§ **Task to complete**
Rewrite the data below, replacing "service" with "tool" and keeping everything else the same. Leave out the pictures.
━━━━
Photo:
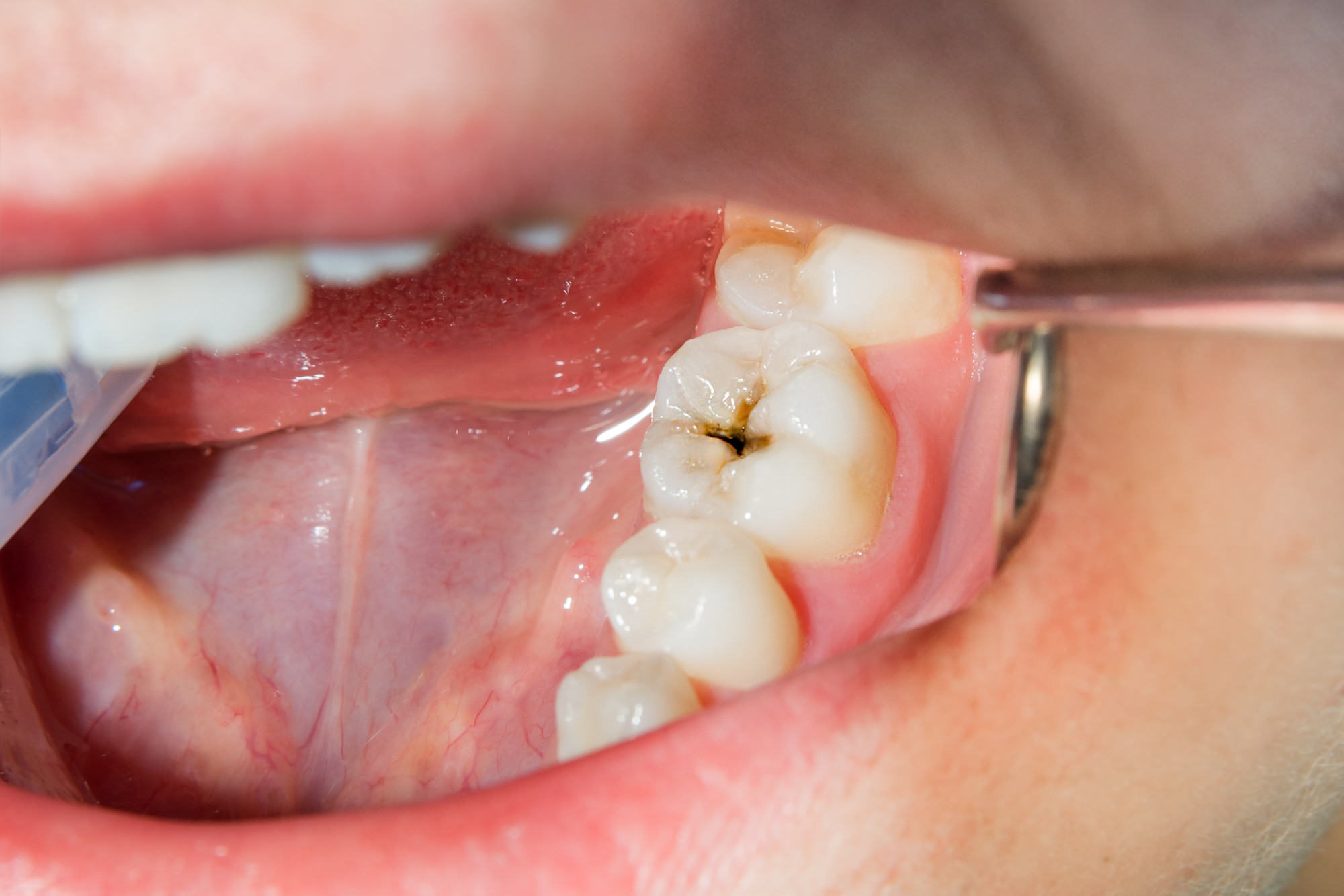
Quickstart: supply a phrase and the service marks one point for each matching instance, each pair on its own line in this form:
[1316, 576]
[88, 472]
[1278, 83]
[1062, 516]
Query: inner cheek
[302, 616]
━━━━
§ **Task output**
Photo:
Quickstart: supply a phrase and the tool marks one point for each matching instance, each pair on its own line in this form:
[1316, 576]
[88, 472]
[1278, 83]
[1062, 516]
Query: inner cheek
[302, 616]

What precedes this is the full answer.